>> BEGIN Working data

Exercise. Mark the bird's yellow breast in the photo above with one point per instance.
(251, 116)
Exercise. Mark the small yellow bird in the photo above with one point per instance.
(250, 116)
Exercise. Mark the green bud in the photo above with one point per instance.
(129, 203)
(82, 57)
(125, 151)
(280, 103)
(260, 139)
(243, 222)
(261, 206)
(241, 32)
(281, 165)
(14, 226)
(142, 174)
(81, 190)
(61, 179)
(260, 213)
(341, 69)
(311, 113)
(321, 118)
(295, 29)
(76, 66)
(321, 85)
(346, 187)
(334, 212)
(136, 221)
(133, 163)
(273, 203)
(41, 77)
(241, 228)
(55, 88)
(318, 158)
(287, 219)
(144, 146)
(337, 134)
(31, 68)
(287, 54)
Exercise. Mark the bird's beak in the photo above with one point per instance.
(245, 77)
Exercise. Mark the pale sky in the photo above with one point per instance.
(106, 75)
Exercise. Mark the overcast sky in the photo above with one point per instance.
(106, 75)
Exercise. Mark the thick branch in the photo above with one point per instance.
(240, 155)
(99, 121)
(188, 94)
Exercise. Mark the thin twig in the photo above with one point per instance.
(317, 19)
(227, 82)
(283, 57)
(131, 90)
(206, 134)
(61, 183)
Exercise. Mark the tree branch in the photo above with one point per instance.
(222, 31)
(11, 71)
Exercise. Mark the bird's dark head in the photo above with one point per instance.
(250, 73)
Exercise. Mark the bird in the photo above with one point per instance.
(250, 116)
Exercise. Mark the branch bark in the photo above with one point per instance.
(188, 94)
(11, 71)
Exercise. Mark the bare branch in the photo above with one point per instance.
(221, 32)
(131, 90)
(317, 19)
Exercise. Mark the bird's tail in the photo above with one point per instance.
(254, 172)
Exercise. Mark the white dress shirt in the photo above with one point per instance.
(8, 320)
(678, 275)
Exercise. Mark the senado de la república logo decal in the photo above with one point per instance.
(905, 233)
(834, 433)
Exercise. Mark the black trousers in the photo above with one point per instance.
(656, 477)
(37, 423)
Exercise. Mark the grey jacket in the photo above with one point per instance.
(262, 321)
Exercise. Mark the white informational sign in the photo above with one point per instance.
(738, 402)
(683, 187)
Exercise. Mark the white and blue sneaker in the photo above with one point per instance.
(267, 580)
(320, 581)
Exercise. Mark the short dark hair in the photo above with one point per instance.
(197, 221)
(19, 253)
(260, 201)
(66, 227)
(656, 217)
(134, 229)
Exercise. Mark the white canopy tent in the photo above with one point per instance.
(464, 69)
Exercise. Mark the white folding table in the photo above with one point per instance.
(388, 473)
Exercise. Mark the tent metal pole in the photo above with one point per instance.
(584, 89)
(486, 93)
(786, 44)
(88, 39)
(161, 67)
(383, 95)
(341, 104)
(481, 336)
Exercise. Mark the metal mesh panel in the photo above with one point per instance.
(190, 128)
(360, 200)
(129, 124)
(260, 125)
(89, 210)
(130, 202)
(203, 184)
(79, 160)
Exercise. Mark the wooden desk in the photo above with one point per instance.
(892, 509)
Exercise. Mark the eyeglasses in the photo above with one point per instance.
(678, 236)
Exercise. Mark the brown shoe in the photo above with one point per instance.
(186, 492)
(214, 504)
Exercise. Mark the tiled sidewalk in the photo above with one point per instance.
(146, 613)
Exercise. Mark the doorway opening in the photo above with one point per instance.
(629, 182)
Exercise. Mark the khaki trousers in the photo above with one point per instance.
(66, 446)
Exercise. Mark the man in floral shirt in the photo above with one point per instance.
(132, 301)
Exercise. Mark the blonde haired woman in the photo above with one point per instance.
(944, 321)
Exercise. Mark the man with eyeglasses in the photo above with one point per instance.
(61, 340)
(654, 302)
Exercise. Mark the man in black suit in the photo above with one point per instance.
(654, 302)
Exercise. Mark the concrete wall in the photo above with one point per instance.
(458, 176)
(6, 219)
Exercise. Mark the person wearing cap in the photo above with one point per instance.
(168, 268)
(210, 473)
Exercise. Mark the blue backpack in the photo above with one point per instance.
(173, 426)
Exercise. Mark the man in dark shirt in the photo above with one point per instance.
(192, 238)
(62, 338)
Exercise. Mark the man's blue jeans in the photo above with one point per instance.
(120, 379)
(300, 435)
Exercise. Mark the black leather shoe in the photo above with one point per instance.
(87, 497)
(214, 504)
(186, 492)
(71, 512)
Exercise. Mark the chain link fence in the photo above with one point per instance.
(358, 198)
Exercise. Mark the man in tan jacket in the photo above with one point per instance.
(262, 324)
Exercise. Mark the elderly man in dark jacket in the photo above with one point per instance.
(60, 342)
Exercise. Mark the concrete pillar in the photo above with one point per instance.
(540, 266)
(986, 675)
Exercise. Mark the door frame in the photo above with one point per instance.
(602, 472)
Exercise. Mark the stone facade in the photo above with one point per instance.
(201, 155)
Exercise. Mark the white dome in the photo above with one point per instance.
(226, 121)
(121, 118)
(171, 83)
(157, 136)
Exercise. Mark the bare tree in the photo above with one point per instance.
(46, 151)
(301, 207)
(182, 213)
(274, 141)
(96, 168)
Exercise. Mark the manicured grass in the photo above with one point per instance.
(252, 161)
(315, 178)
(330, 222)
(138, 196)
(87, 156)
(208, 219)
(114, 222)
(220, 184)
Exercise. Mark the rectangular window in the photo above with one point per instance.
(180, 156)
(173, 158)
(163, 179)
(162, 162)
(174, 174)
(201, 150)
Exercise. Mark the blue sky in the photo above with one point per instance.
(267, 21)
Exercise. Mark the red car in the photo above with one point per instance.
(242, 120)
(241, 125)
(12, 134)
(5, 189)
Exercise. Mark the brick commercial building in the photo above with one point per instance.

>> END Working data

To do
Please set down all the data word for word.

Task answer
Exercise. Mark the bird's yellow breast in the photo above with one point per instance.
(251, 116)
Exercise. Mark the small yellow bird in the photo above with one point per instance.
(250, 116)
Exercise. Mark the green bud in the photo above with one point per instance.
(129, 203)
(82, 57)
(125, 151)
(280, 103)
(260, 139)
(243, 222)
(261, 206)
(241, 32)
(281, 165)
(14, 226)
(142, 174)
(81, 190)
(61, 179)
(260, 213)
(341, 69)
(311, 113)
(321, 118)
(295, 29)
(76, 66)
(321, 85)
(346, 187)
(334, 212)
(136, 221)
(133, 163)
(273, 203)
(41, 77)
(241, 228)
(55, 88)
(318, 158)
(287, 219)
(144, 146)
(337, 134)
(31, 68)
(287, 54)
Exercise. Mark the bird's beak in the photo above with one point per instance.
(245, 77)
Exercise. Mark the pale sky in the photo above with one point per instance.
(106, 75)
Exercise. Mark the overcast sky in the photo above with one point per instance.
(106, 75)
Exercise. Mark the thick branch in the photo above with one point per instance.
(240, 155)
(99, 121)
(188, 94)
Exercise. Mark the thin twig in the photo above with one point per instance.
(317, 19)
(227, 82)
(283, 57)
(131, 90)
(206, 134)
(61, 183)
Exercise. Mark the tree branch in the photo above with one point per instance.
(222, 31)
(11, 71)
Exercise. Mark the bird's dark head in the photo above with one point per instance.
(250, 73)
Exercise. Mark the bird in the photo above with one point per instance.
(250, 116)
Exercise. Mark the branch bark in the photo above with one point per instance.
(188, 94)
(11, 71)
Exercise. Mark the bare branch in the photo above with one point per instance.
(221, 32)
(131, 90)
(317, 19)
Exercise. Mark the bird's tail in the photo above with one point per instance.
(254, 172)
Exercise. Mark the white dress shirt in the photo above with one point per instance.
(8, 320)
(678, 275)
Exercise. Mark the senado de la república logo decal in the photo above with one point per instance.
(905, 233)
(834, 433)
Exercise. Mark the black trousers in the photo above with one point per instance.
(656, 477)
(37, 423)
Exercise. Mark the grey jacket in the photo above with one point per instance.
(262, 321)
Exercise. Mark the white informational sign in the photo above with one point per instance.
(738, 402)
(683, 187)
Exercise. Mark the white and blue sneaker in the photo above with one point per instance.
(267, 580)
(320, 581)
Exercise. Mark the short dark hair in the photo above with one point per instance.
(197, 221)
(19, 253)
(260, 201)
(66, 227)
(656, 217)
(134, 229)
Exercise. Mark the white canopy tent in the photo above with one point per instance.
(464, 69)
Exercise. Mark the white folding table in the photo above with one point per instance.
(388, 473)
Exercise. Mark the tent metal pole in the photo above with one point per instance.
(584, 89)
(486, 93)
(786, 44)
(88, 39)
(161, 67)
(383, 95)
(341, 104)
(481, 336)
Exercise. Mark the metal mesh panel in the photo above with one point per instance.
(190, 128)
(360, 200)
(129, 124)
(260, 125)
(89, 210)
(130, 202)
(203, 184)
(79, 160)
Exercise. Mark the wooden desk in the photo above with one point per instance.
(892, 509)
Exercise. Mark the eyeglasses in the photo above with one point per instance.
(678, 236)
Exercise. Mark the brown shoe in the photo above with one point per instance.
(186, 492)
(214, 504)
Exercise. Mark the tiled sidewalk in the photo above with one point per instance.
(146, 613)
Exercise. Mark the doorway opening in the photo above with one point per instance.
(629, 182)
Exercise. Mark the khaki trousers in the photo above with one point per instance.
(66, 446)
Exercise. Mark the man in floral shirt in the photo above with one point per instance.
(132, 301)
Exercise. Mark the blonde haired woman in the photo above with one point per instance.
(944, 321)
Exercise. Mark the man with eyeglasses in the photo above with one point per instance.
(61, 340)
(654, 302)
Exercise. Mark the man in black suit in the photo above with one point per instance.
(654, 302)
Exercise. Mark the concrete wall in the photo above with one point per instance.
(458, 176)
(6, 219)
Exercise. Mark the person wearing cap in the photo above with one point per instance.
(168, 268)
(210, 473)
Exercise. Mark the blue backpack in the photo above with one point per instance.
(173, 426)
Exercise. Mark the man in dark shirt in the photo above with one point per instance.
(192, 238)
(62, 338)
Exercise. Mark the man's blue jeans in the photo above with one point per instance.
(120, 379)
(300, 435)
Exercise. Mark the black leather shoe in the photo above with one point per instance.
(87, 497)
(214, 504)
(186, 492)
(71, 512)
Exercise. Mark the chain link fence in the photo above with one point per instance.
(358, 198)
Exercise. Mark the man in tan jacket in the photo above with one point per instance.
(262, 324)
Exercise. Mark the elderly man in dark jacket in the photo above with one point per instance.
(60, 342)
Exercise. Mark the concrete pillar in the photo above with one point per instance.
(540, 266)
(986, 675)
Exercise. Mark the door frame in the photo above with one point per instance.
(602, 472)
Exercise. Mark the stone facade in the photo above with one point per instance.
(201, 155)
Exercise. Mark the white dome in the photo above with one point per instance.
(226, 121)
(121, 118)
(171, 83)
(157, 136)
Exercise. Mark the bare tree in the photo above with one point per instance.
(46, 151)
(301, 207)
(182, 213)
(274, 141)
(96, 168)
Exercise. Mark the manicured grass in the photo above with one point per instance.
(252, 161)
(315, 178)
(330, 222)
(138, 196)
(87, 156)
(208, 219)
(114, 222)
(220, 184)
Exercise. Mark the rectangular window in the photo above with one point per instance.
(180, 156)
(173, 158)
(163, 179)
(162, 162)
(174, 174)
(201, 150)
Exercise. Mark the blue sky in the photo above with one point per instance.
(267, 21)
Exercise. Mark the red car in the photo above with one point per instance.
(242, 120)
(241, 125)
(12, 134)
(5, 189)
Exercise. Mark the brick commercial building in the photo above with one point per instance.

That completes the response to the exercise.